Le réalisateur américain d’origine égyptienne Lotfy Nathan a réalisé son premier long métrage de fiction Harka en Tunisie. Le film a fait sa première au festival de Cannes dans la section Un Certain Regard, ce qui a permis au jeune acteur Adam Bessa, qui y joue le rôle principal, de remporter le prix de meilleure performance.
La présence de Lotfy Nathan à Cannes a été l’occasion de lui poser quelques questions.
Pourquoi avez-vous fait ce film, qui raconte une histoire si éloignée de vous ?
En réalité, à l’origine, je ne m’imaginais pas devenir réalisateur. Mon rêve était de devenir peintre, mais lors de mes études en beaux-arts, j’ai suivi des cours de réalisation de documentaires. C’est ainsi que j’ai commencé à réaliser des documentaires, principalement car cela ne nécessitait pas beaucoup de ressources financières, mais j’aurais préféré travailler sur des fictions. D’ailleurs, même en réalisant des documentaires, j’essayais toujours d’y incorporer une part de fiction, soit en créant des scènes fictives, soit en ayant une approche subjective lors du montage.
Lorsque la révolution tunisienne a éclaté, j’ai été passionné par ce qui s’est passé, même si je vivais aux États-Unis à l’époque. L’histoire de Bouazizi m’a particulièrement captivé. Il était fascinant de voir comment l’acte d’une seule personne pouvait avoir un tel impact sur un pays et même sur une région entière.
Un collègue avec qui je travaillais à Los Angeles m’a proposé de réaliser un film sur Bouazizi, étant donné que je suis d’origine égyptienne. J’ai trouvé l’idée intéressante, même si je me suis senti choqué de constater que tous les Arabes étaient perçus comme étant les mêmes. J’ai toutefois eu peur de ne pas pouvoir raconter une histoire authentique.
Et ensuite, que s’est-il passé ? Êtes-vous allé en Tunisie pour découvrir la réalité sur place ?
En 2014, j’ai effectué mon premier voyage en Tunisie pour mener des recherches. Un réalisateur m’a présenté aux gens de Cinetelefilms en leur disant : « c’est un Américain qui veut faire un film sur la Tunisie », ils ont trouvé l’idée étrange, mais ont accepté de faire partie de l’aventure. Quelques jours plus tard, je me suis rendu à Sidi Bouzid et j’ai compris qu’il y avait quelque chose à raconter. J’ai réalisé que les gens là-bas étaient différents et avaient des histoires à partager. Cela m’a rappelé mon travail sur des documentaires et j’ai commencé à penser à comment je pourrais présenter quelque chose de nouveau, même pour les locaux.

------------------------

CONSIGNE | D'après l'entretien sur le film Harka, en quelle année Lotfy Nathan s'est-il rendu en Tunisie pour la première fois ? Le matériel provient d'une autre source que l'entretien.

(Entrées pour l'annotation de cadres de délimitation)
------------------------

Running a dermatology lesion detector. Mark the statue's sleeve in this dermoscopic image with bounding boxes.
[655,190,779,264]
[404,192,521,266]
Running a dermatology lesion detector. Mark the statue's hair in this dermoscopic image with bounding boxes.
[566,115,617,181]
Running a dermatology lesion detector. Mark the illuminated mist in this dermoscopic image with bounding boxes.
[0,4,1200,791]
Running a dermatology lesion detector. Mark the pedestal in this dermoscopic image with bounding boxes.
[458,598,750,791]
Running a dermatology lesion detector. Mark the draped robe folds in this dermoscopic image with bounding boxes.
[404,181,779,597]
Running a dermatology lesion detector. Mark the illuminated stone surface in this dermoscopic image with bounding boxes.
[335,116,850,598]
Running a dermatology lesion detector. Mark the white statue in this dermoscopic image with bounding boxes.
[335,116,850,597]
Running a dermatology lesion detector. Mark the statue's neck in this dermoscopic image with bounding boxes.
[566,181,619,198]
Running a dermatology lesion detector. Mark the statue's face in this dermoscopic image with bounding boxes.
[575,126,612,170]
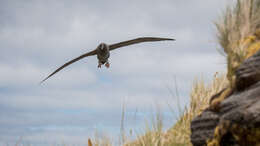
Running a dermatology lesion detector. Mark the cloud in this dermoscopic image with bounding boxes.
[0,0,229,145]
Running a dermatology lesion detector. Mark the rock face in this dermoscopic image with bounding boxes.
[191,51,260,146]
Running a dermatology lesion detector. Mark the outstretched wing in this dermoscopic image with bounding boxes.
[109,37,175,50]
[40,50,97,83]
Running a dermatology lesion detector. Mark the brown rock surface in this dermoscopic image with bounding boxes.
[191,52,260,146]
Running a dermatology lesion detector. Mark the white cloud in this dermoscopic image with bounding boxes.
[0,0,228,143]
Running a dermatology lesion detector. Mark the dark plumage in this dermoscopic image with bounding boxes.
[41,37,175,83]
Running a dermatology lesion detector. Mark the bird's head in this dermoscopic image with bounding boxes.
[99,43,106,51]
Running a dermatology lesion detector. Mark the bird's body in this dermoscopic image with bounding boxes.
[41,37,175,83]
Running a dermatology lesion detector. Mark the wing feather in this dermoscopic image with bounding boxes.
[109,37,175,50]
[40,50,97,84]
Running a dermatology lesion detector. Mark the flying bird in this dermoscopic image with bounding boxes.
[41,37,175,83]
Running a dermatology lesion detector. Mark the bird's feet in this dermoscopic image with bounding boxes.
[105,62,110,68]
[98,63,102,68]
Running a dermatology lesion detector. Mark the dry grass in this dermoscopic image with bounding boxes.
[90,75,228,146]
[216,0,260,86]
[161,75,228,146]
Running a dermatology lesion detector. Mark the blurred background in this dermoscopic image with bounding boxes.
[0,0,231,145]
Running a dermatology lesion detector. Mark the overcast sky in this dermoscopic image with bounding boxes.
[0,0,232,145]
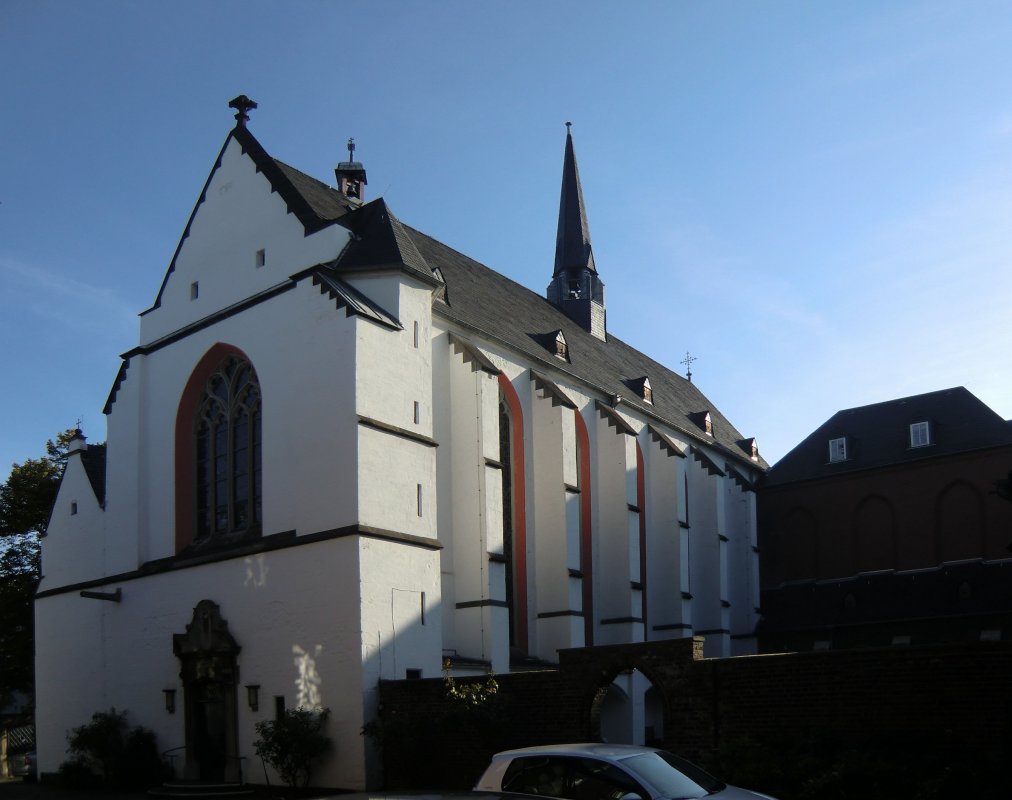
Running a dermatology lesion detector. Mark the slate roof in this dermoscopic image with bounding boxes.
[764,386,1012,486]
[408,228,766,468]
[331,197,438,285]
[156,126,767,468]
[81,444,105,506]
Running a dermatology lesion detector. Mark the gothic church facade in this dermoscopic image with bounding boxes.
[36,97,765,789]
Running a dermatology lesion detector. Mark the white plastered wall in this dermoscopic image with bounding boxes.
[39,453,105,589]
[36,537,376,788]
[641,434,691,640]
[527,381,579,661]
[141,139,349,345]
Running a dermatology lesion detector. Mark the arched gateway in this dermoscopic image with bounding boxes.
[172,600,242,783]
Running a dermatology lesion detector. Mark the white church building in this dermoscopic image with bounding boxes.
[35,96,766,789]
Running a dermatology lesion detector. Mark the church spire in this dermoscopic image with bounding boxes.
[554,122,597,276]
[547,122,606,340]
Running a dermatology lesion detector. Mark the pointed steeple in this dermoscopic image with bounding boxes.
[547,122,607,340]
[553,122,597,277]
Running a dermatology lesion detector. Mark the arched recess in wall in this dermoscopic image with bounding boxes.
[774,507,825,583]
[590,663,667,746]
[851,495,896,572]
[499,372,528,653]
[573,409,594,647]
[935,480,985,561]
[174,342,262,552]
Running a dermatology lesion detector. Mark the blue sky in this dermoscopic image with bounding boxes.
[0,0,1012,475]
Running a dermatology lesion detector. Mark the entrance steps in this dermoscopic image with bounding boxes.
[148,781,256,798]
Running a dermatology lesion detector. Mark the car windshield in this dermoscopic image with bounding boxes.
[622,750,726,800]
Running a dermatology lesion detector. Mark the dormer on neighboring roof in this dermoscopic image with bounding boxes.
[334,139,368,202]
[829,436,850,464]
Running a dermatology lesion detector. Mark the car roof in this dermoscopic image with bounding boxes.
[493,741,657,761]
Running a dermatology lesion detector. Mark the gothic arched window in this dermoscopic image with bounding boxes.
[193,356,262,540]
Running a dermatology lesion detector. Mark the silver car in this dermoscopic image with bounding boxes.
[475,744,773,800]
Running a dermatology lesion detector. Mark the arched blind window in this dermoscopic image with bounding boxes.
[194,356,262,540]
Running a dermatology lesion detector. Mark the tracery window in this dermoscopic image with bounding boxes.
[194,356,262,540]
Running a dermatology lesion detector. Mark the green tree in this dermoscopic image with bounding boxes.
[253,708,330,789]
[0,429,76,706]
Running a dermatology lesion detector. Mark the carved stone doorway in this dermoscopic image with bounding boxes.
[172,600,242,783]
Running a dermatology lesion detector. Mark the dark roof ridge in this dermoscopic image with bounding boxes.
[334,197,440,286]
[404,225,767,469]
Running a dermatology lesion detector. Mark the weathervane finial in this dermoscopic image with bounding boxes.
[229,94,256,127]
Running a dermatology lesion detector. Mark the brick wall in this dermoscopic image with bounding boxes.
[372,639,1012,788]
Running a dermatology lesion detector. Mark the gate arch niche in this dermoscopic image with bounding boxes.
[172,600,242,783]
[590,662,668,746]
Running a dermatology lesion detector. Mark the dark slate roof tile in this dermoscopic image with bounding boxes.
[408,228,766,468]
[81,444,105,507]
[765,386,1012,485]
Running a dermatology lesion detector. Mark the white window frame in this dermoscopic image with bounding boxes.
[910,420,931,447]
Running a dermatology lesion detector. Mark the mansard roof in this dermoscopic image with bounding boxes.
[765,386,1012,485]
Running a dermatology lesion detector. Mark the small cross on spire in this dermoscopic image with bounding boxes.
[229,94,256,127]
[678,350,696,383]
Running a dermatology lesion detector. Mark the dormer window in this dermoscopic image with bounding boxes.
[556,331,569,361]
[910,421,931,447]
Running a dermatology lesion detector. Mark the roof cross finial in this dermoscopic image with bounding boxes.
[229,94,256,127]
[678,350,696,383]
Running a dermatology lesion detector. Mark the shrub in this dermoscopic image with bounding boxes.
[60,708,164,790]
[253,708,330,788]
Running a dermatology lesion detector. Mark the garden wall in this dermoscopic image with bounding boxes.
[376,639,1012,797]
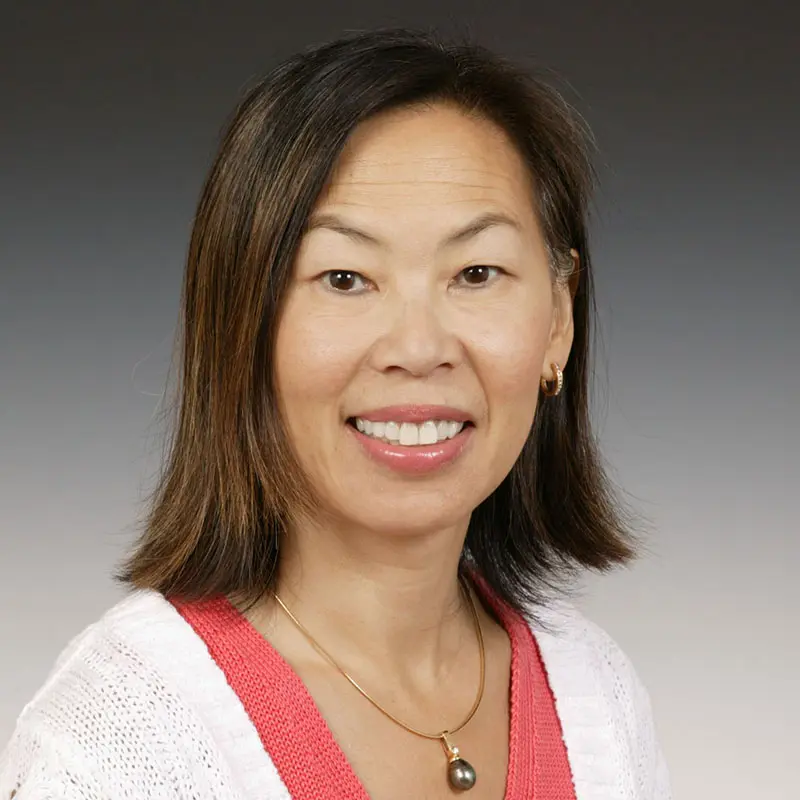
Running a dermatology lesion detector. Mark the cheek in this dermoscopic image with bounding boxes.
[472,304,552,406]
[275,297,359,418]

------------------------

RÉPONSE ATTENDUE | En 2014.